Free-text object descriptions
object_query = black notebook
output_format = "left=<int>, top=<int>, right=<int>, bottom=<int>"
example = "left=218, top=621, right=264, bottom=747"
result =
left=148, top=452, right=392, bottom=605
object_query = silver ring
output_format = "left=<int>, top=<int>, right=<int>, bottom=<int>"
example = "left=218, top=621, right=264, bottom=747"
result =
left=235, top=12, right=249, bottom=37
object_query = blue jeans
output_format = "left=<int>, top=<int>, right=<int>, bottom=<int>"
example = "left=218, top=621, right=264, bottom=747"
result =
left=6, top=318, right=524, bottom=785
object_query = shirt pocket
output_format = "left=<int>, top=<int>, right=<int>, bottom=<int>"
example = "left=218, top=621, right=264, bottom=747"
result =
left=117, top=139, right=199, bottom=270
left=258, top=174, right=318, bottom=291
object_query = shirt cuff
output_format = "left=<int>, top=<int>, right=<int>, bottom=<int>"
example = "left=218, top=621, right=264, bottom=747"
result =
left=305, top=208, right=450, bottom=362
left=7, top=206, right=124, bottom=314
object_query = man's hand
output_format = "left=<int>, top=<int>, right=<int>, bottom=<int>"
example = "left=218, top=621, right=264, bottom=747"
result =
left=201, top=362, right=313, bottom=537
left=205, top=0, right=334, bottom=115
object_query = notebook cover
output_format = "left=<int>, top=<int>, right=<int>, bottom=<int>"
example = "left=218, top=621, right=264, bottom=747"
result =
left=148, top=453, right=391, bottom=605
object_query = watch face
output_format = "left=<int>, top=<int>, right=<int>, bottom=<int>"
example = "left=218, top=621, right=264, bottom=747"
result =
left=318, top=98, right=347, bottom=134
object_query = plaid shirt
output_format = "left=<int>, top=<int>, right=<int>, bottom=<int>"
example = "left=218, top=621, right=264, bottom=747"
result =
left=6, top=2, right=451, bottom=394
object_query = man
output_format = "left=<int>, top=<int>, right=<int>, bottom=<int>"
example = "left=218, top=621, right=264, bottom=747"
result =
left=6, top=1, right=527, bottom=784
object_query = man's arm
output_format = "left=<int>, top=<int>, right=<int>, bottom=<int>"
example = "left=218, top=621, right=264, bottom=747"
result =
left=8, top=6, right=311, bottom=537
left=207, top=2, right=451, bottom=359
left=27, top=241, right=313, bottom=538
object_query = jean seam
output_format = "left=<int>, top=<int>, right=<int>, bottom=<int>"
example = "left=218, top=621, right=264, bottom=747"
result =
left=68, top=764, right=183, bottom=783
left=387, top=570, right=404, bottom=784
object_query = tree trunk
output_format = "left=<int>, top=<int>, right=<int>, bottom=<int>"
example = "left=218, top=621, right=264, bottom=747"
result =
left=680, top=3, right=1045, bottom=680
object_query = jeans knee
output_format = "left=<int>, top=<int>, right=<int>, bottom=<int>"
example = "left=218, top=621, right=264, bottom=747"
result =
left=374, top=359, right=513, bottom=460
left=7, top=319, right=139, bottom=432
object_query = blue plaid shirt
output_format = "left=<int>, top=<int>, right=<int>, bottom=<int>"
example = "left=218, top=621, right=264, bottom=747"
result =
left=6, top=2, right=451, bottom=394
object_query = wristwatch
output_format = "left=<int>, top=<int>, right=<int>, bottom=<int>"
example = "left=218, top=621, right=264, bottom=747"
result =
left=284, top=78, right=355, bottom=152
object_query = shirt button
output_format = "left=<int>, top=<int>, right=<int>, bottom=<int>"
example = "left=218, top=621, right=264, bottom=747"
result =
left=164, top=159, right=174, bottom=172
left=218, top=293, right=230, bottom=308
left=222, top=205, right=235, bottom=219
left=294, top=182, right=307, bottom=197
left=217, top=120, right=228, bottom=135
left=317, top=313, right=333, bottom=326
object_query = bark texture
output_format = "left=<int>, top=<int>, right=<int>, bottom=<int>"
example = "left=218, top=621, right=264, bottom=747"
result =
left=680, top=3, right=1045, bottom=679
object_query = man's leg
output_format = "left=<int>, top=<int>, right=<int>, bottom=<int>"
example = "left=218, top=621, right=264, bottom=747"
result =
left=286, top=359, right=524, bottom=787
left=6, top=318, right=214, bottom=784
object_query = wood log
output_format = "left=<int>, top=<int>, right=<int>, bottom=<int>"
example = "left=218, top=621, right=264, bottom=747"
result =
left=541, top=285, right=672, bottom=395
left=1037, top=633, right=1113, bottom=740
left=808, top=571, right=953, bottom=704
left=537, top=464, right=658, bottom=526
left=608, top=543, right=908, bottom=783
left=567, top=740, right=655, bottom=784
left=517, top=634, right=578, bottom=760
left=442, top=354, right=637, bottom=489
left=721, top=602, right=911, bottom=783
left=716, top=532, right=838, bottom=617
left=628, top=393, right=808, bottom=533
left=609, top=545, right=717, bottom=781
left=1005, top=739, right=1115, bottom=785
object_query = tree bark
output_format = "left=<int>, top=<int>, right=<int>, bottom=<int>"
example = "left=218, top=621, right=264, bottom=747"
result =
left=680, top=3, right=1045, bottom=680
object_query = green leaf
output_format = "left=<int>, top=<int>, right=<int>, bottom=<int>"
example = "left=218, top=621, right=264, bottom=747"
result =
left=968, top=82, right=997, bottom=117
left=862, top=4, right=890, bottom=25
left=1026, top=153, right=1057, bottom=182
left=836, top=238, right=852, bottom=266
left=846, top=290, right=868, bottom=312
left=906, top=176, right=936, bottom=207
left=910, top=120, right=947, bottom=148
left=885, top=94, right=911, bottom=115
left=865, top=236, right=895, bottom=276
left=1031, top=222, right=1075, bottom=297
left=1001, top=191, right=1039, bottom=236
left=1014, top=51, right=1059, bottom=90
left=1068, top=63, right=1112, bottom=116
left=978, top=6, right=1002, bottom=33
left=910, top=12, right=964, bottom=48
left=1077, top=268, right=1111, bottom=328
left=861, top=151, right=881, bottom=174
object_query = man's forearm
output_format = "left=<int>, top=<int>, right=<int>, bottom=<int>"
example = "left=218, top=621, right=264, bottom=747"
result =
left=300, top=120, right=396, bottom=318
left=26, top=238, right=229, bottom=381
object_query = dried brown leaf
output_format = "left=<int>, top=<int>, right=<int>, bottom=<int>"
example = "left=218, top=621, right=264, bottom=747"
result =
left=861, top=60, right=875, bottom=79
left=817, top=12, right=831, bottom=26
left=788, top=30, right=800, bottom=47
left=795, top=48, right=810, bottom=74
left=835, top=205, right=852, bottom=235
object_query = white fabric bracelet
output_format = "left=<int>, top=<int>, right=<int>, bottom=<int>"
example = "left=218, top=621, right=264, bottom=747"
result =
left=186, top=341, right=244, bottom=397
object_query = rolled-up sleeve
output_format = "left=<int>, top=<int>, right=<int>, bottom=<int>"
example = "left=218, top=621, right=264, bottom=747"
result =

▸ Task objective
Copy out all lines above that include the string "tree".

▸ Result of this exercise
object_query = tree trunk
object_query = tree bark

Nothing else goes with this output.